-- Exercise --
Please print the full listing exactly.

-- Records to process --

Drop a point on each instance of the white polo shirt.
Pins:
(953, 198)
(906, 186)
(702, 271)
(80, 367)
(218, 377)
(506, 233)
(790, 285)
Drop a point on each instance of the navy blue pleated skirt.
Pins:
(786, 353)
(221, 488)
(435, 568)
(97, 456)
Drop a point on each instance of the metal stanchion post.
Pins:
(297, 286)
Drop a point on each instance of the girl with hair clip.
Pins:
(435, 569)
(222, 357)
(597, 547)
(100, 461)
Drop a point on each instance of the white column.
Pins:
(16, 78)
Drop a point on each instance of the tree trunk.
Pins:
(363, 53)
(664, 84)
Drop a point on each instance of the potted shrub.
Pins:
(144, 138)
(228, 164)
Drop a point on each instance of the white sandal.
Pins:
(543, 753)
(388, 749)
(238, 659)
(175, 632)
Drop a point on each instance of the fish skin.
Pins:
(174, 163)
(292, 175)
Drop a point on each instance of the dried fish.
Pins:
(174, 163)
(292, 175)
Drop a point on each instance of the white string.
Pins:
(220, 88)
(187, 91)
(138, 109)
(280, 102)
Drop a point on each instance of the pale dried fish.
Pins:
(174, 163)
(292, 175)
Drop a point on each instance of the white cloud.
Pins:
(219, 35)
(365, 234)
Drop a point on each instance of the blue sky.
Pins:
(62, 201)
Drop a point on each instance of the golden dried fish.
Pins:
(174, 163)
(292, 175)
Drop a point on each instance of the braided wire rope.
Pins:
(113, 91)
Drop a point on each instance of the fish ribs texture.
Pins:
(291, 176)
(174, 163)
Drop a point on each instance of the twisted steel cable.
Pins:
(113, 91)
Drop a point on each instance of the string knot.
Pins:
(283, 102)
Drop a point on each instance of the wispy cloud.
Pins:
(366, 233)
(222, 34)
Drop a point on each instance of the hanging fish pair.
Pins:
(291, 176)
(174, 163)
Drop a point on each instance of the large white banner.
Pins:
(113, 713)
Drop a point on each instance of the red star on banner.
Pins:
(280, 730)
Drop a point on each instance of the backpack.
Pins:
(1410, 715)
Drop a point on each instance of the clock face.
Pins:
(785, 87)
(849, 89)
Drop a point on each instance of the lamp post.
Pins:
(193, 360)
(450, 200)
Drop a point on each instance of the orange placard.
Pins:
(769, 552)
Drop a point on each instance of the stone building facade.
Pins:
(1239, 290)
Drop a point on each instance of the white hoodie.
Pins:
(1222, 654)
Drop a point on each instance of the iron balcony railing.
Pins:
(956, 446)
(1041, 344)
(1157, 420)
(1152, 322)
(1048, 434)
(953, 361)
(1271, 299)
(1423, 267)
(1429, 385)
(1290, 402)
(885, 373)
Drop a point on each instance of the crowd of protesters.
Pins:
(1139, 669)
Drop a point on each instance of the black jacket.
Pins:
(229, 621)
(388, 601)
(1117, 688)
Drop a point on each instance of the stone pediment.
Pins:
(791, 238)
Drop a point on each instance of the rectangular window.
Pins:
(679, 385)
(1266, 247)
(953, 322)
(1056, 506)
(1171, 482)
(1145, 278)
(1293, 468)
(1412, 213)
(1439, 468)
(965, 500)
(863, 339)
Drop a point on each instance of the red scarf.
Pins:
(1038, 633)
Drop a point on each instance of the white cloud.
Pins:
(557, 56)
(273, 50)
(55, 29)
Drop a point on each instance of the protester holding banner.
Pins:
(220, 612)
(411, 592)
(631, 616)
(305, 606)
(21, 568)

-- Answer in full --
Drop a point on each instance of the white polo shirt.
Pins:
(953, 198)
(906, 186)
(702, 271)
(80, 367)
(218, 377)
(506, 233)
(790, 285)
Drop a point on each instance of the navy blue pleated skirt.
Pins:
(786, 353)
(221, 488)
(435, 568)
(97, 456)
Drop a point on each instance of the metal stanchion post.
Pins:
(297, 286)
Drop a point on each instance of the girl with hair clip.
Pins:
(435, 569)
(222, 357)
(597, 547)
(100, 461)
Drop a point on each instance of the white column.
Pins:
(16, 78)
Drop a point on each instance of the tree trunk.
Pins:
(363, 53)
(664, 84)
Drop a point on each instance of the potted shrub.
Pins:
(144, 138)
(228, 164)
Drop a point on each instance of the white sandal.
Pins:
(543, 753)
(388, 749)
(238, 659)
(175, 632)
Drop a point on each instance of the fish skin.
Pins:
(174, 163)
(292, 175)
Drop a point on each instance of the dried fish.
Pins:
(174, 163)
(292, 175)
Drop a point on each instance of the white string.
Pins:
(220, 88)
(187, 91)
(138, 109)
(280, 102)
Drop a point on each instance of the pale dried fish.
Pins:
(174, 163)
(292, 175)
Drop a point on each instance of the white cloud.
Pins:
(219, 35)
(365, 234)
Drop a point on each instance of the blue sky.
Pins:
(62, 201)
Drop a point on each instance of the golden dried fish.
Pins:
(174, 163)
(292, 175)
Drop a point on each instance of the braided wire rope.
Pins:
(113, 91)
Drop a point on each instance of the fish ribs texture.
Pins:
(291, 176)
(174, 163)
Drop a point on each instance of the twisted steel cable.
Pins:
(113, 91)
Drop a point on each instance of the string knot.
Pins:
(283, 102)
Drop a point on each instance of the wispy cloud.
Pins:
(366, 233)
(222, 34)
Drop a point on each instance of the hanging fish pair.
Pins:
(291, 176)
(174, 163)
Drop a point on each instance of the large white banner.
Pins:
(113, 713)
Drop a point on each instance of the red star on banner.
Pins:
(280, 730)
Drop a point on each instance of the backpack.
Pins:
(1410, 715)
Drop a point on each instance of the clock face.
Pins:
(785, 87)
(849, 89)
Drop a point on each instance of the lamp post.
Pins:
(193, 360)
(450, 200)
Drop a point on each instance of the orange placard.
Pins:
(769, 552)
Drop a point on each instance of the stone building facade.
Pins:
(1239, 290)
Drop a point on each instance of the white hoodie.
Pins:
(1222, 654)
Drop a point on each instance of the iron balcony railing.
Pins:
(956, 446)
(1041, 344)
(1157, 420)
(1152, 322)
(1048, 434)
(953, 361)
(1271, 299)
(1423, 267)
(1429, 385)
(1290, 402)
(885, 373)
Drop a point on each instance of the crowd of protesters.
Pins:
(1139, 669)
Drop a point on each instance of the black jacket.
Pins:
(229, 621)
(388, 601)
(1117, 688)
Drop a point on each instance of the stone pediment.
Pins:
(791, 238)
Drop a point on each instance of the rectangular window.
Pins:
(679, 385)
(1266, 247)
(953, 322)
(1056, 506)
(1171, 482)
(1145, 278)
(1293, 468)
(1412, 213)
(1439, 468)
(965, 500)
(863, 339)
Drop a point on each instance of the red scarf.
Pins:
(1038, 633)
Drop a point on each instance of the white cloud.
Pins:
(557, 56)
(273, 50)
(55, 29)
Drop a point on each instance of the protester holding banner.
Pins:
(220, 612)
(411, 592)
(631, 616)
(305, 606)
(21, 568)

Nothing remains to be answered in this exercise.